┌──

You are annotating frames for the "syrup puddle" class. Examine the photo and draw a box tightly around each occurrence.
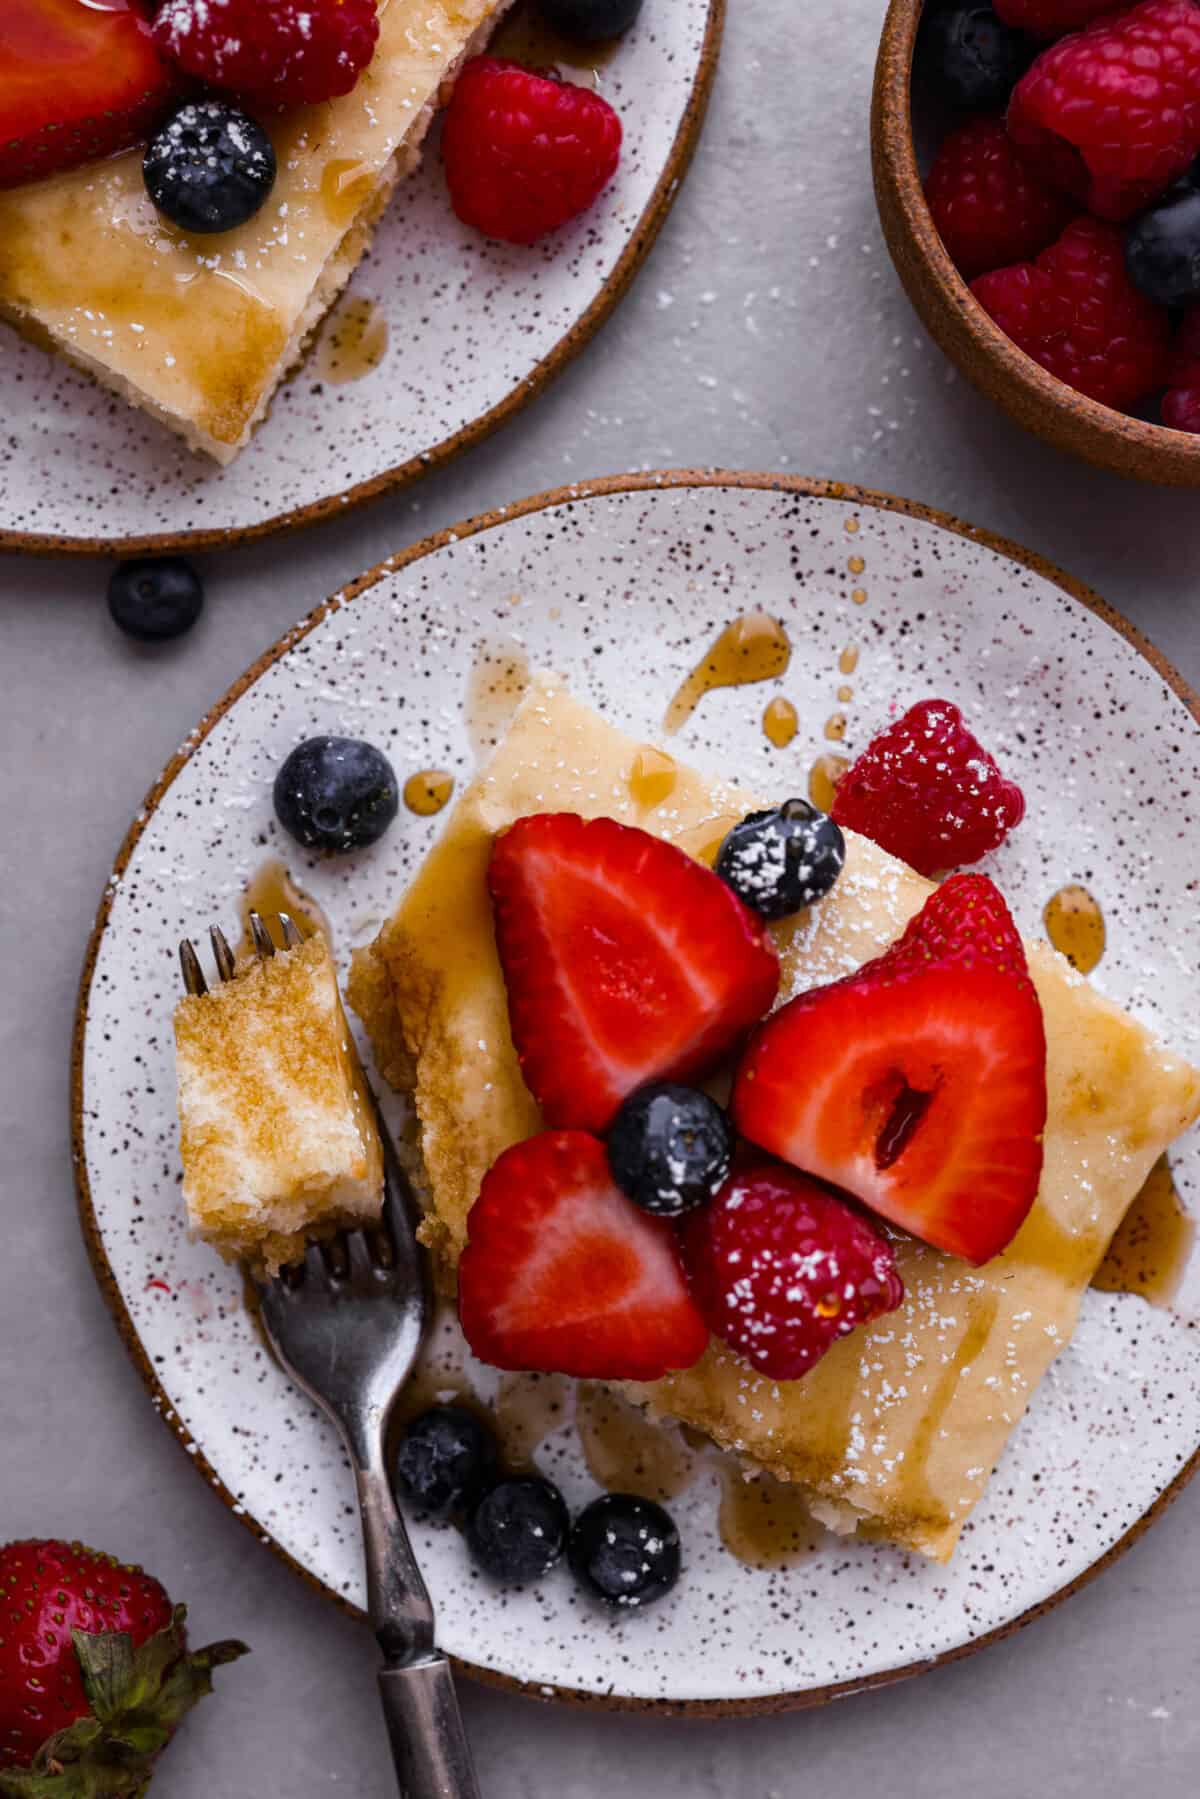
[575,1385,698,1502]
[466,643,531,760]
[664,613,791,734]
[1093,1157,1195,1307]
[718,1466,825,1569]
[314,294,389,384]
[240,858,329,955]
[1044,884,1105,974]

└──

▶ _Activity_
Copy the entries above verbatim. Pictures do not belong in the copy.

▶ _Task solution_
You are annotating frames for the "syrup puddle" class. Examine the photo and draw a box tightly around each occurrence.
[575,1385,698,1502]
[466,643,531,760]
[664,613,791,734]
[1093,1157,1195,1307]
[718,1466,825,1569]
[314,294,389,384]
[240,858,329,955]
[1044,884,1105,974]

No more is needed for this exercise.